Challenges ▸
1. Answer these questions from the passage on immigration in Chile:
(a) What share of Chile's population were immigrants in 1990?
(b) In what month and year was the legislation described in the MPI report enacted?
(c) Which years did the study in the American Economic Journal draw its data from?
2. In the passage on immigration in Chile, condense the paragraph that begins "Like many countries, Chile" into a short bulleted list that keeps its main facts.
3. From the passage on immigration in Chile, reproduce word for word everything from "Like many countries, Chile" down to "Haiti and Peru.".

Extracted text ▸

Like many countries, Chile has been experiencing an influx of immigrants in recent years. In 1990, immigrants made up just 1% of the country's population, according to a report last year from the Migration Policy Institute (MPI). By 2020, 1.5 million immigrants in Chile accounted for nearly 9% of the country's population. That year, the majority of these individuals traveled from Venezuela, Haiti and Peru.

Chileans have responded by installing electric fences, buying security dogs and passing laws that tighten immigration. One piece of legislation enacted in April 2021 "adopts the language of human rights protections but nonetheless enhances the government's power to expel migrants and restrict their access to protections," according to the MPI report.

Immigration may even be associated with reductions in certain types of crime.

Yet a recently published study in the American Economic Journal found "null effects" on crime from immigration, after pulling data from 2008 to 2017 from official databases on immigration, homicide and victimization surveys. "Our results suggest that while immigration does not increase crime in equilibrium, it does trigger crime-related concerns and behavioral reactions among the population," the authors wrote. The research, led by Nicolas Ajzenman, an economics professor at McGill University, found that people who live in areas with more immigrants were more likely to rank crime as their biggest concern.

Information provided ▸
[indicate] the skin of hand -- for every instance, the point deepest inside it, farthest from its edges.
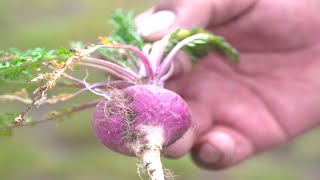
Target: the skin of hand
(264, 101)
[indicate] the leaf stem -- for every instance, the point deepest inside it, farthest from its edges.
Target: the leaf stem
(51, 118)
(115, 67)
(168, 60)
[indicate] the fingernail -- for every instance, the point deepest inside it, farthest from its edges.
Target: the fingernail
(157, 22)
(209, 154)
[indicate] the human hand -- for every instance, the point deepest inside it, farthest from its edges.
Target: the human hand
(267, 99)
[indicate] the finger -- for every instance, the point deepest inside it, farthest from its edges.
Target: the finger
(220, 148)
(184, 145)
(169, 15)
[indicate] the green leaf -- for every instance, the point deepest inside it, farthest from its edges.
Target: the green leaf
(200, 47)
(14, 63)
(124, 32)
(5, 121)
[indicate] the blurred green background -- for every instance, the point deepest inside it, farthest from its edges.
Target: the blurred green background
(69, 150)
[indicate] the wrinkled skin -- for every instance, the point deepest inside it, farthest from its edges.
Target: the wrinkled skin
(267, 99)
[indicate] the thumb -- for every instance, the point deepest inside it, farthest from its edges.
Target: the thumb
(168, 15)
(222, 147)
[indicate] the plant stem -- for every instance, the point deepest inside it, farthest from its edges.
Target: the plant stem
(115, 67)
(60, 115)
(144, 59)
(108, 70)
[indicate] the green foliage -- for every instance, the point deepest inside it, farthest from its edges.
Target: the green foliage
(5, 120)
(202, 46)
(15, 64)
(124, 32)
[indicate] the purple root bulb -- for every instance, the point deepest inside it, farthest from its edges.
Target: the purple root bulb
(139, 114)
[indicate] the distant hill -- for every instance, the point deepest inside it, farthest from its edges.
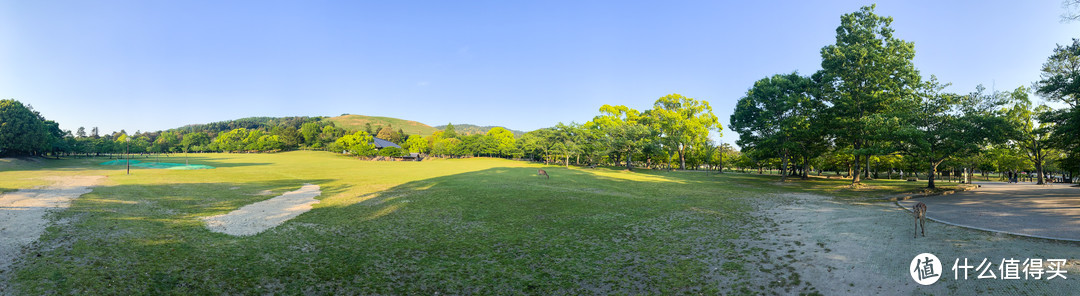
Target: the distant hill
(250, 123)
(470, 129)
(354, 122)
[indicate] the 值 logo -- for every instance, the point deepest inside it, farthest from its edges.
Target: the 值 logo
(926, 269)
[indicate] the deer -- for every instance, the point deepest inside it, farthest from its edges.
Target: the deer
(920, 218)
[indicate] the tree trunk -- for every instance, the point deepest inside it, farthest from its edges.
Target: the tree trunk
(1038, 167)
(682, 158)
(930, 176)
(867, 166)
(783, 167)
(806, 166)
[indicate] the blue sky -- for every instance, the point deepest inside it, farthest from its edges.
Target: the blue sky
(156, 65)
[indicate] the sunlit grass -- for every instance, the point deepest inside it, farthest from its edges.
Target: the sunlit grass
(466, 226)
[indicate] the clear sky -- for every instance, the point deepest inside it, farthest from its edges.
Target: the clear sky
(156, 65)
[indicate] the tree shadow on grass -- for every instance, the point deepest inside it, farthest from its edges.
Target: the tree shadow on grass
(501, 230)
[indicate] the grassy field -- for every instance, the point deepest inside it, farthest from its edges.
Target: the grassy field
(478, 226)
(354, 122)
(485, 226)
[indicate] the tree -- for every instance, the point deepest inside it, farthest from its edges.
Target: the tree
(231, 140)
(622, 130)
(1060, 82)
(863, 75)
(503, 140)
(22, 130)
(359, 144)
(310, 133)
(165, 143)
(565, 140)
(446, 147)
(448, 132)
(416, 145)
(193, 139)
(1029, 134)
(778, 116)
(936, 126)
(386, 133)
(683, 122)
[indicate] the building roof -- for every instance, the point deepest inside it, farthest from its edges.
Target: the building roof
(379, 144)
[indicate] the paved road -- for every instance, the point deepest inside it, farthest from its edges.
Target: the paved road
(1041, 211)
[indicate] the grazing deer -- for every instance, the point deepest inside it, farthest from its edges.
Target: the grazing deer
(920, 218)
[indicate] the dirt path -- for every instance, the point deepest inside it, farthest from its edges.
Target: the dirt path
(1041, 211)
(259, 216)
(23, 214)
(839, 247)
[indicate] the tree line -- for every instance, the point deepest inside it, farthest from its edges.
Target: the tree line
(869, 107)
(675, 132)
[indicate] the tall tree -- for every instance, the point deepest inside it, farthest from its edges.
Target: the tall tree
(623, 131)
(386, 133)
(448, 132)
(359, 144)
(1029, 134)
(935, 126)
(1060, 82)
(22, 130)
(863, 74)
(502, 139)
(778, 116)
(683, 122)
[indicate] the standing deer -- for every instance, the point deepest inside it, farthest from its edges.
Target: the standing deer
(920, 218)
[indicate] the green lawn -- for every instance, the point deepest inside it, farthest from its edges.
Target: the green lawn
(354, 122)
(471, 226)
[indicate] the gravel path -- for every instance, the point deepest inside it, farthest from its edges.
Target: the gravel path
(259, 216)
(23, 214)
(1039, 211)
(847, 249)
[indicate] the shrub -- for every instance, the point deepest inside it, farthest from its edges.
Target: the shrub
(391, 151)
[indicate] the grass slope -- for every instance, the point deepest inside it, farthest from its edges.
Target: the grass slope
(480, 226)
(472, 129)
(354, 122)
(470, 226)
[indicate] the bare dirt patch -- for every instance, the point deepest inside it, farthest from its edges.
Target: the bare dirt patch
(23, 213)
(259, 216)
(840, 247)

Responses to the exercise ▸
1.
(a) 1%
(b) April 2021
(c) 2008 to 2017

2.
- Chile has seen an influx of immigrants in recent years.
- Immigrants made up 1% of the population in 1990 (MPI report).
- By 2020, 1.5 million immigrants made up nearly 9% of the population.
- Most came from Venezuela, Haiti and Peru that year.

3.
Like many countries, Chile has been experiencing an influx of immigrants in recent years. In 1990, immigrants made up just 1% of the country's population, according to a report last year from the Migration Policy Institute (MPI). By 2020, 1.5 million immigrants in Chile accounted for nearly 9% of the country's population. That year, the majority of these individuals traveled from Venezuela, Haiti and Peru.